**Aim 1**
Count the lines in the records that contain the string "outline", treating uppercase and lowercase letters as different, and give only that number.

**Excerpted passage**
%%

Crate three

Expand description

Three.js inspired 3D engine.

§Getting Started

§Creating a window

Every three application begins with a Window. We create it as follows.

let title = "Getting started with three-rs";
let mut window = three::Window::new(title);

§The four key structs

Every Window comes equipped with four structures, namely Factory, Renderer, Input, and Scene.

The Factory instantiates game objects such as Mesh and Camera.
The Input handles window events at a high-level.
The Scene is the root node of the component-graph system.
The Renderer renders the Scene from the view of a Camera object.

§Creating a basic mesh

Renderable 3D objects are represented by the Mesh struct. A mesh is a combination of Geometry, describing the shape of the object, paired with a Material, describing the appearance of the object.

let geometry = three::Geometry::with_vertices(vec![
    [-0.5, -0.5, -0.5].into(),
    [ 0.5, -0.5, -0.5].into(),
    [ 0.0,  0.5, -0.5].into(),
]);
let material = three::material::Basic {
    color: 0xFFFF00,
    .. Default::default()
};
let mut mesh = window.factory.mesh(geometry, material);

§Managing the scene

In order to be rendered by the Renderer, meshes must be placed in the Scene within the viewable region. Any marked with the Object trait may be placed into the scene heirarchy, including user-defined structs.

window.scene.add(&mesh);

We can set the initial scene background using the Scene::background field. The default background is solid black. Let’s set the background to a sky blue color instead.

window.scene.background = three::Background::Color(0xC6F0FF);

§Creating the game loop

All is left to do to render our triangle is to create a camera and to write the main game loop.

let center = [0.0, 0.0];
let yextent = 1.0;
let zrange = -1.0 .. 1.0;
let camera = window.factory.orthographic_camera(center, yextent, zrange);
while window.update() {
    window.render(&camera);
}

§Putting it all together

You should have the following code which renders a single yellow triangle upon a sky blue background.

extern crate three;

use three::Object;

fn main() {
    let title = "Getting started with three-rs";
    let mut window = three::Window::new(title);

    let vertices = vec![
        [-0.5, -0.5, -0.5].into(),
        [ 0.5, -0.5, -0.5].into(),
        [ 0.0,  0.5, -0.5].into(),
    ];
    let geometry = three::Geometry::with_vertices(vertices);
    let material = three::material::Basic {
        color: 0xFFFF00,
        .. Default::default()
    };
    let mesh = window.factory.mesh(geometry, material);
    window.scene.add(&mesh);

    let center = [0.0, 0.0];
    let yextent = 1.0;
    let zrange = -1.0 .. 1.0;
    let camera = window.factory.orthographic_camera(center, yextent, zrange);

    while window.update() {
        window.render(&camera);
    }
}

§Highlighted features

§Scene management

We use froggy to manage the scene heirarchy. three takes a slightly different approach to regular scene graphs whereby child objects keep their parents alive, opposed to parents keeping their children alive.

At the heart of the scene heirarchy is the object::Base type, which is a member of all three objects that are placeable in the scene.

%%

**Aim 2**
Carry on writing the three crate documentation from the point where it stops.

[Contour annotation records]

%%

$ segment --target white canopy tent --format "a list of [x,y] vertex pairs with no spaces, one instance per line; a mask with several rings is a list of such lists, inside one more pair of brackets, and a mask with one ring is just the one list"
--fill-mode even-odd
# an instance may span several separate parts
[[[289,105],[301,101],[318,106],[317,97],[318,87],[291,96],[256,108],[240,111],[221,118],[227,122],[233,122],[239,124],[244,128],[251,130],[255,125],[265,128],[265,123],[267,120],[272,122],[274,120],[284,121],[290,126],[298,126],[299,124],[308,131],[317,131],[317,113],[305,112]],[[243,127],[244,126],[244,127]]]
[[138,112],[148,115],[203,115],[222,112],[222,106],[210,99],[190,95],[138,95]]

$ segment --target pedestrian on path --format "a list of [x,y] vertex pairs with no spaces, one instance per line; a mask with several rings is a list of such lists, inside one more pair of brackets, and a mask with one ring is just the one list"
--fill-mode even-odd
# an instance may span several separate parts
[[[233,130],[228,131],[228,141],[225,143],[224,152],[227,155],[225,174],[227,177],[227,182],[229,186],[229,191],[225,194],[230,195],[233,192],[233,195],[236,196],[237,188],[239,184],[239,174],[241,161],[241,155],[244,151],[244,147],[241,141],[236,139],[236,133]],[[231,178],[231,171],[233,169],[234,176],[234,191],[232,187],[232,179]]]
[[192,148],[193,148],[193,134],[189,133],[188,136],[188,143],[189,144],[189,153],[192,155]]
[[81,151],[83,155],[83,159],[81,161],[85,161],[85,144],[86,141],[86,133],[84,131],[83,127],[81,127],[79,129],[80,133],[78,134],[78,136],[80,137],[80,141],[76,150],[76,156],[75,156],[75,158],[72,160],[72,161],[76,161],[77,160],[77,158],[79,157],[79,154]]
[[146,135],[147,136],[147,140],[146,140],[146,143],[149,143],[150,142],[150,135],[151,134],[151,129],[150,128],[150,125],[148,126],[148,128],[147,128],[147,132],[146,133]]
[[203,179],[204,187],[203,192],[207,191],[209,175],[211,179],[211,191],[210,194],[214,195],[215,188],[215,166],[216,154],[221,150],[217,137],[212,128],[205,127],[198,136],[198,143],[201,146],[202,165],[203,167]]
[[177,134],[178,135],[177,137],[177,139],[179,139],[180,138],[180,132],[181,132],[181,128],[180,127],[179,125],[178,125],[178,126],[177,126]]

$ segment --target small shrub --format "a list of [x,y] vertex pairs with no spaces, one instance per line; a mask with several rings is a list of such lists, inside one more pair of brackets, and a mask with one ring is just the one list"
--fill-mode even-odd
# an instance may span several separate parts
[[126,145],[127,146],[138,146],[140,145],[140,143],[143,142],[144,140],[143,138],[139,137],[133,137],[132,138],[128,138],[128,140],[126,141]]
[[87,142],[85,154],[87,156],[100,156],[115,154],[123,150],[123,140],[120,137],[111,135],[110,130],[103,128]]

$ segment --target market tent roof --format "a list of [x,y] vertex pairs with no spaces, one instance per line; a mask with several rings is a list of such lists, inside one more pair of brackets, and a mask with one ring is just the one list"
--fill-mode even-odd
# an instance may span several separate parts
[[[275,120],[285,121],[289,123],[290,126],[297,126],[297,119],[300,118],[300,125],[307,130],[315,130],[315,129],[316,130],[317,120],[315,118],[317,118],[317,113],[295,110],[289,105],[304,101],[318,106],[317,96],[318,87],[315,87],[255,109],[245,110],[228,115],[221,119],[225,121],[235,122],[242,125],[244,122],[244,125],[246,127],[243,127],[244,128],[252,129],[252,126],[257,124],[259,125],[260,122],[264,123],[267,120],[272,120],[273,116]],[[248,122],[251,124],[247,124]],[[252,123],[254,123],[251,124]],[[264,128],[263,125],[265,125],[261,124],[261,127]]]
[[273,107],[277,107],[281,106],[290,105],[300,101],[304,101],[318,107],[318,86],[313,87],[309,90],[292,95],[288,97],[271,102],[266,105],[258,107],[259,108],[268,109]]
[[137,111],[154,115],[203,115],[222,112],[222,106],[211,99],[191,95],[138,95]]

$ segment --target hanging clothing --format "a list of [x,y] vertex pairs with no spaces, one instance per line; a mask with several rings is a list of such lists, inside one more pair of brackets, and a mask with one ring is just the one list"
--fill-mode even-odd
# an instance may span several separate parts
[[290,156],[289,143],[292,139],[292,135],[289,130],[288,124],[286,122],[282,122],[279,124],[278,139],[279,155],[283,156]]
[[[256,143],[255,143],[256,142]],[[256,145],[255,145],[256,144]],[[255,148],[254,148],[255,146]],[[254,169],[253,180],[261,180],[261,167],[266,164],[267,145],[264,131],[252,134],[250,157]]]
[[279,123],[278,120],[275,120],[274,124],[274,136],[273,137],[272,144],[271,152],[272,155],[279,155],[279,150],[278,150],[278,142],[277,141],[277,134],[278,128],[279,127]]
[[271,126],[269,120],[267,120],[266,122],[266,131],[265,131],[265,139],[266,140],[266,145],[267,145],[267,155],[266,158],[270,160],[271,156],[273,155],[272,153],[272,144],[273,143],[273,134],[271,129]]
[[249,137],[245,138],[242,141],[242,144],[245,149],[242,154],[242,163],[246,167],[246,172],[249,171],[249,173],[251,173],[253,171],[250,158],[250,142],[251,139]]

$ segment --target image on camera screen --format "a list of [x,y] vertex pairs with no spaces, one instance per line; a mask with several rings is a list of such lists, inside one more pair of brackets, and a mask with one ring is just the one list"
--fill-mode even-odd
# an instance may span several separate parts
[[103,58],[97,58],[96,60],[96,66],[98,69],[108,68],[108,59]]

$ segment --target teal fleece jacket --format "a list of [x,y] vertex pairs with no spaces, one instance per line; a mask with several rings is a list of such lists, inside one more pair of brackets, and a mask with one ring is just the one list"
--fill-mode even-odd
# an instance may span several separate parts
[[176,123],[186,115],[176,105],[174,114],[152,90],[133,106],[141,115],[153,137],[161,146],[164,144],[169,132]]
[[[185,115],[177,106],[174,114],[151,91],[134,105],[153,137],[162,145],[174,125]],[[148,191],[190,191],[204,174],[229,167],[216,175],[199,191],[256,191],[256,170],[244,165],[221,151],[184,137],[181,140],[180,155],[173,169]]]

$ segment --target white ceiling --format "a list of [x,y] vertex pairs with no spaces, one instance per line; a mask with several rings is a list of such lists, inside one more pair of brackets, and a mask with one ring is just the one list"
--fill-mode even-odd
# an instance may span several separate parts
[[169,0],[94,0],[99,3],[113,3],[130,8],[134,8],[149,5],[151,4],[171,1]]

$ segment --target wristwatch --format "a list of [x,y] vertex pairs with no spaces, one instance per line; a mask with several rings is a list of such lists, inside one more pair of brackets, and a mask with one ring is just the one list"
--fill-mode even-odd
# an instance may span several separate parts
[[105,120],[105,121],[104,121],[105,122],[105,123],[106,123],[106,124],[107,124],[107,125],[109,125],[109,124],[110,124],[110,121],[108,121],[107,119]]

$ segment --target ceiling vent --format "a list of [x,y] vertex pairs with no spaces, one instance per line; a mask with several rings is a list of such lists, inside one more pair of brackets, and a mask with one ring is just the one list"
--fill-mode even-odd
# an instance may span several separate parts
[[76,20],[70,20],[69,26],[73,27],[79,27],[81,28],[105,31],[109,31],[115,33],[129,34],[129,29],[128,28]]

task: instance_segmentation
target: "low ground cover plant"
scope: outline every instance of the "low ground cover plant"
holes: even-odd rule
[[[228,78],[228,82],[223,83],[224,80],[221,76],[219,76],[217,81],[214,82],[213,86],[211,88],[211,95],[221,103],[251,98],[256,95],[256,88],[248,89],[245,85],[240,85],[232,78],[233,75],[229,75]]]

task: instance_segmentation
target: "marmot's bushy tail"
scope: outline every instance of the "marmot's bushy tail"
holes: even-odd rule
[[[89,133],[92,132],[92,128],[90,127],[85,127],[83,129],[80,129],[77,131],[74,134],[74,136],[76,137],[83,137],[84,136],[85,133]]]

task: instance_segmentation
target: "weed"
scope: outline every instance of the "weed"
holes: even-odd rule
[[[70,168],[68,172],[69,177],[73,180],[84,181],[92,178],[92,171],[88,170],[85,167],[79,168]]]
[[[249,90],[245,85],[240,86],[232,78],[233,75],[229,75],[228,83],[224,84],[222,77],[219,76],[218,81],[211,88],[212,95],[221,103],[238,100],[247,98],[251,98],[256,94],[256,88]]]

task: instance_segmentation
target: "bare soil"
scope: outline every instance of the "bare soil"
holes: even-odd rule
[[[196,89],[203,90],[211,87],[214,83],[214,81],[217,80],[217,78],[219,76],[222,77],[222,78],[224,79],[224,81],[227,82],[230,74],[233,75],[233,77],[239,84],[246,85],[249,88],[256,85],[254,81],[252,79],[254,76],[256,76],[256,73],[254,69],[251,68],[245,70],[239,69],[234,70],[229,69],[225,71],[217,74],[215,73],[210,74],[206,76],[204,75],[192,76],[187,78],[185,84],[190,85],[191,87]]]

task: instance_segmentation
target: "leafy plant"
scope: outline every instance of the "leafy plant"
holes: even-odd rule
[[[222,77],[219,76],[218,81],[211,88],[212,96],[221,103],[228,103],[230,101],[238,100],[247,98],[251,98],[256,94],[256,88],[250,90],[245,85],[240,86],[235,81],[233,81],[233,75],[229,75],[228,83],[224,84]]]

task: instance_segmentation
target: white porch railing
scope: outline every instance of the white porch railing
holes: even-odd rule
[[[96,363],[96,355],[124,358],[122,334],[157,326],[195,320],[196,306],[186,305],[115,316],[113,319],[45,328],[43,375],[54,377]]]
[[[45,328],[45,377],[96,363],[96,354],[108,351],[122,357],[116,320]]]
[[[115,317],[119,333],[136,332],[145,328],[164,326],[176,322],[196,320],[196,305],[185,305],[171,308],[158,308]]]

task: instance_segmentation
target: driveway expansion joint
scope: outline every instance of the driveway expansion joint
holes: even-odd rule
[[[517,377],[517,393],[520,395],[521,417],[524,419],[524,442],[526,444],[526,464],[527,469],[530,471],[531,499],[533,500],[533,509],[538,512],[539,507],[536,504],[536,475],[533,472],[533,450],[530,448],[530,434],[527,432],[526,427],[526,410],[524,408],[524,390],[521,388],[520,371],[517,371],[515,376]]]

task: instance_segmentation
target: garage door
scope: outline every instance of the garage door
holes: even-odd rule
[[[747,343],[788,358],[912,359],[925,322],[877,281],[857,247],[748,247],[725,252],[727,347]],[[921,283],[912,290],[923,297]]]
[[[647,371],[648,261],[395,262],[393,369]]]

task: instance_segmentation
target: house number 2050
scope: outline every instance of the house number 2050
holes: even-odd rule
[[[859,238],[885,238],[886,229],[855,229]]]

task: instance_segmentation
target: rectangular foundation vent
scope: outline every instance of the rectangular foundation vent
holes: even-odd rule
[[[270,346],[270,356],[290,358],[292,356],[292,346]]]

%%

**Exercise answer 1**
10

**Exercise answer 2**
All three objects are marked by the Object trait which provides the library with the object::Base type. Users may implement this trait in order to add their own structs into the scene heirarchy. Three-rs provides a helper macro three_object which provides a convenient way to implement Object for your types:

#[macro_use]
extern crate three;

use three::Object;

struct MyObject {
    group: three::Group,
}

three_object!(MyObject::group);

fn main() {
    // Initialization code omitted.
    let my_object = MyObject { group: window.factory.group() };
    window.scene.add(&my_object);
}

§Multiple graphics pipelines

Graphics pipeline management is handled implicitly by three. The pipeline used to render a Mesh is chosen by its Material properties and the available vertex attributes from its Geometry.

The range of graphics pipelines available range from simple sprite rendering to physically based rendering.

§3D format loading

§glTF 2.0

three comes equipped with support for rendering and animating glTF scenes.

See Factory::load_gltf to get started.

§Wavefront OBJ

For less complex meshes, three supports loading models in OBJ format.

See Factory::load_obj for more information.

§Procedurally generated geometry

The Geometry struct leverages the genmesh crate to provide procedurally generated primtives such as cuboids, spheres, and cylinders. See the documentation on the Geometry struct for more information.

Modules§

animation: Animation system.
audio: Primitives for audio playback.
camera: Cameras are used to view scenes from any point in the world.
color: sRGB colors.
controls: High-level input handling.
custom: Contains re-exports for custom pipeline state.
light: Contains different types of light sources.
material: Material parameters for mesh rendering.
object: Items in the scene heirarchy.
render: The renderer.
scene: Scene and SyncGuard structures.
skeleton: Mesh skinning.
template: Utilites for creating reusable templates for scene objects.
window: Primitives for creating and controlling Window.

Macros§

three_object: Implements the following traits:

Structs§

CubeMap: Cubemap is six textures useful for Cubemapping.
CubeMapPath: Represents paths to cube map texture, useful for loading CubeMap.
DynamicMesh: A dynamic version of a mesh allows changing the geometry on CPU side in order to animate the mesh.
Factory: Factory is used to instantiate game objects.
Font: Smart pointer containing a font to draw text.
Geometry: A collection of vertices, their normals, and faces that defines the shape of a polyhedral object.
Group: Groups are used to combine several other objects or groups to work with them as with a single entity.
Input: Controls user and system input from keyboard, mouse and system clock.
Joints: Properties for vertex skinning.
Mesh: Geometry with some Material.
Node: General information about an object in a scene.
Renderer: Renders Scene by Camera.
Sampler: The sampling properties for a Texture.
Scene: The root node of a tree of game objects that may be rendered by a Camera.
Shape: A geometry shape.
Sprite: Two-dimensional bitmap that is integrated into a larger scene.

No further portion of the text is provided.